Written task:
How many lines of the material below contain the string "bush"? Reply with the number only.

####################

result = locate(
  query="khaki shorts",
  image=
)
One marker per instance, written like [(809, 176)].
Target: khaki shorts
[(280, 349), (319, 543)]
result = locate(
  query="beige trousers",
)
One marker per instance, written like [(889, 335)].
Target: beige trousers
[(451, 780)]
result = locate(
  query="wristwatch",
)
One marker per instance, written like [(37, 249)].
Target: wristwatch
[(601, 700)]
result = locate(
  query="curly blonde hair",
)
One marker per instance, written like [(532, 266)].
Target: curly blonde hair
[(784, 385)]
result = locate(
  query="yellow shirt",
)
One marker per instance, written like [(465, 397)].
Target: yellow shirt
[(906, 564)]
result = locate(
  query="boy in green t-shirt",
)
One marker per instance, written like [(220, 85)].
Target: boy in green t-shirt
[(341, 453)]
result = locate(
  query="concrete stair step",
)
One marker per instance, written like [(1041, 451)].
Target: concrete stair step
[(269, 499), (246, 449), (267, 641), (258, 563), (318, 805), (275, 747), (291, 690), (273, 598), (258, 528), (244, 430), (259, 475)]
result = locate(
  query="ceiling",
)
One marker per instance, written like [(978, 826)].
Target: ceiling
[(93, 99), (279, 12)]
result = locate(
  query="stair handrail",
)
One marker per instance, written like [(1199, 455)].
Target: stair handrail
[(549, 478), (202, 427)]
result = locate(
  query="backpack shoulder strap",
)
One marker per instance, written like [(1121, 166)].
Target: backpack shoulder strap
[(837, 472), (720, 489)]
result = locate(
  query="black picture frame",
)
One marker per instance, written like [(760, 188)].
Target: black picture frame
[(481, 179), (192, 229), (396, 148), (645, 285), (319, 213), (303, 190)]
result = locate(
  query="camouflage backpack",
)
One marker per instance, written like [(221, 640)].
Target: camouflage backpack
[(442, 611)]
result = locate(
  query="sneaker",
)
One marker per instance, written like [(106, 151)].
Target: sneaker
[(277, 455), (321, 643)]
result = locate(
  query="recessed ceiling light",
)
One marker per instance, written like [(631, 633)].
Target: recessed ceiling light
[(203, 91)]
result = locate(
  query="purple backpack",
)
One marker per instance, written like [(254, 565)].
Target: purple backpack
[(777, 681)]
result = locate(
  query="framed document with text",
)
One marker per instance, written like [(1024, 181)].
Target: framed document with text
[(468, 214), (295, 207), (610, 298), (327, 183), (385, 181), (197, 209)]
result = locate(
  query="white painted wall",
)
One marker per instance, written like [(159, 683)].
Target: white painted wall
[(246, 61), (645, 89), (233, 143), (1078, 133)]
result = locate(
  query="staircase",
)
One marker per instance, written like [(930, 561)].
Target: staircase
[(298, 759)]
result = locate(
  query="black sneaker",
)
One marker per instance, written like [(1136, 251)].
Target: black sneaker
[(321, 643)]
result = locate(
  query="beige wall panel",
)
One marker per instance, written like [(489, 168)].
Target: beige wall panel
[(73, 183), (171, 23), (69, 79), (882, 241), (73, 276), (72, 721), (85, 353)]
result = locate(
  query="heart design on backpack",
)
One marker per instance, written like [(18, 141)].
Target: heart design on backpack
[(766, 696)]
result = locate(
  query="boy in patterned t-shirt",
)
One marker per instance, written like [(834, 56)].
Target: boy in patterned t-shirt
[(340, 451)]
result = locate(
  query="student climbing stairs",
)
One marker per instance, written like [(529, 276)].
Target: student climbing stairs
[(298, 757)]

####################

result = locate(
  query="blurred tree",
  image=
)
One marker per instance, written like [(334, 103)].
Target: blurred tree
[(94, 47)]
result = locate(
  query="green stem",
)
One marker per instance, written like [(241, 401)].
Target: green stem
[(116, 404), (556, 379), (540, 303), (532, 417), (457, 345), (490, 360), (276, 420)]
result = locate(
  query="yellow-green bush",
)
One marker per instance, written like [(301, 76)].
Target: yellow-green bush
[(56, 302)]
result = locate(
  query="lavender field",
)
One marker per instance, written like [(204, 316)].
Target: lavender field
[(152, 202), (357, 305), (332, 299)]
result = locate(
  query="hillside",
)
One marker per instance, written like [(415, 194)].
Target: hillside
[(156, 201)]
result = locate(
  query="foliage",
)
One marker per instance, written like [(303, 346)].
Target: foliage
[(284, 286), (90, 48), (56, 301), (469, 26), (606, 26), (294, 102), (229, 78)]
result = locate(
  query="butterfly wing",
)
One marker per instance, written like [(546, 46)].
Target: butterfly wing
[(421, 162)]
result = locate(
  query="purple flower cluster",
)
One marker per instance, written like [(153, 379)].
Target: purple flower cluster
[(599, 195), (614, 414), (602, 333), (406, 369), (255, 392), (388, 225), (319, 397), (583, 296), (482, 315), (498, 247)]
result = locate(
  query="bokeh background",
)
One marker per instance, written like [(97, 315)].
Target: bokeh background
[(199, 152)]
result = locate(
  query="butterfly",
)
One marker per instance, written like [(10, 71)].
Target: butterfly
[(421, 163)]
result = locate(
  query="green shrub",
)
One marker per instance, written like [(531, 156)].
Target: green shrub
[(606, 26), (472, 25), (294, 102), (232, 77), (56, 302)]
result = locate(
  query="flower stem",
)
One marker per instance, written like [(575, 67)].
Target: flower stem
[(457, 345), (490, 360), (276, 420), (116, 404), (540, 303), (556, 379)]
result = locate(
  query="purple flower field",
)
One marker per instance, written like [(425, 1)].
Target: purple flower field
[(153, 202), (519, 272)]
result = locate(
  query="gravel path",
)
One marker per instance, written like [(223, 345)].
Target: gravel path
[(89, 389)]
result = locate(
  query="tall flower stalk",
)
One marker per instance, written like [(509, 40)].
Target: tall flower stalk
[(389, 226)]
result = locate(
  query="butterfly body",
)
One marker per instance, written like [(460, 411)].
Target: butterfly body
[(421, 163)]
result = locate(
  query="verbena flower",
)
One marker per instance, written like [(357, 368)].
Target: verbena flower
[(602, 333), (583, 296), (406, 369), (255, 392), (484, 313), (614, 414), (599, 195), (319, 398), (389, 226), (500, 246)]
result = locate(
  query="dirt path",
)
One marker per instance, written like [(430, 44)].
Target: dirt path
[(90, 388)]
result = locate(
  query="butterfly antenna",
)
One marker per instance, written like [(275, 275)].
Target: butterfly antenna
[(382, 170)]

####################

Final answer:
2